TEXT PASSAGE —
· · · · ·

Robots to help small retailers, misleading AI advances, and more!

Last Week in AI #67

Image credit: Pablo Blazquez Dominguez / Getty via MIT Technology Review

Mini Briefs

Robots could help save your local store from going out of business

The Covid-19 pandemic has dramatically accelerated the growth of e-commerce and adoption of automation technologies in retail. While the biggest users of robots for order fulfilment are large companies like Amazon, this is starting to shift in the last couple of months. Efficient fulilment of online orders is crucial for retailers to survive the current and worst drop in retails sales since records began. As a result, robotics startups working in fulfillment, providing solutions for bin picking, sensing, and task planning, are seeing a boom, and many are working to transform smaller retailers to compete with larger players.

Adopting new automation technologies will not be “plug-and-play” for everyone, and there are many challenges in working with legacy systems. Still, the current pandemic has forced many companies to step into the future:

“There’s always a lot of aspirational talk about the future and what companies would like to do,” says Gravelle. Suddenly there are fewer reasons to put off those plans: “Now they have to do it.”

· · · · ·

PROMPT —
Which large company does the text on robots for small retailers name as one of the biggest users of robots for order fulfillment? The records that come next have nothing to do with the text.

[Referring-expression pointing data]
· · · · ·

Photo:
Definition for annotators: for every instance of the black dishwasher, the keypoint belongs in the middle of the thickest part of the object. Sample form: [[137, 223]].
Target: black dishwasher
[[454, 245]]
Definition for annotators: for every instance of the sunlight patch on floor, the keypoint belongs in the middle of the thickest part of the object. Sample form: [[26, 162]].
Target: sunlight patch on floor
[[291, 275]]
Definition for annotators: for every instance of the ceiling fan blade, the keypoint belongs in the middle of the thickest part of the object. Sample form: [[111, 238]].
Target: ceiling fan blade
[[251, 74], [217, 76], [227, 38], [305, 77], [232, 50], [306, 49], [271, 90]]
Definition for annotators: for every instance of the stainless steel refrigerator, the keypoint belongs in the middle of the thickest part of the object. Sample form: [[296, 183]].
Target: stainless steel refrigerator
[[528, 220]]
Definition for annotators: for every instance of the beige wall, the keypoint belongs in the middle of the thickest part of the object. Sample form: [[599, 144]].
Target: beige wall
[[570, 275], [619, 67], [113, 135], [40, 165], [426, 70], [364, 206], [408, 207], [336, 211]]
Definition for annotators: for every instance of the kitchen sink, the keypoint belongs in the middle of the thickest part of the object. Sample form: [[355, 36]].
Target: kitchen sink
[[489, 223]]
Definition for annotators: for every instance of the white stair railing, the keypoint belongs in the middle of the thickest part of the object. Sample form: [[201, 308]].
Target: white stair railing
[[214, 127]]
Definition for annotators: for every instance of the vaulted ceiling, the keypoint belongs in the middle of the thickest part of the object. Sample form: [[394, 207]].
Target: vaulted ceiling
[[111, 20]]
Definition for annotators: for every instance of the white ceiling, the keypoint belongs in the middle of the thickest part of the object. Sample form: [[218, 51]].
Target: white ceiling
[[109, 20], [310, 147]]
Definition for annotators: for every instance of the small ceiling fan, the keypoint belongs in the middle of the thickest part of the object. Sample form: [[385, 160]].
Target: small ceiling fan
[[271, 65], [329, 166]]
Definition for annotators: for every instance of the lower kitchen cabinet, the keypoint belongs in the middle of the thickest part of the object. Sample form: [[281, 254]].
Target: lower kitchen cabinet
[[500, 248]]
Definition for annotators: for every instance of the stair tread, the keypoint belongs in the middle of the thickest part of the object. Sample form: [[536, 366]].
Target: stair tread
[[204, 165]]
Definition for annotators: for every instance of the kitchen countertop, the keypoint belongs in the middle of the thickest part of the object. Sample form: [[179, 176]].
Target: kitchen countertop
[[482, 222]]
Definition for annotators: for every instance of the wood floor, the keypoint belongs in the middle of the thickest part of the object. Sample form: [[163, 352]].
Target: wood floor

· · · · ·

SOLUTION TO THIS PROBLEM —
Amazon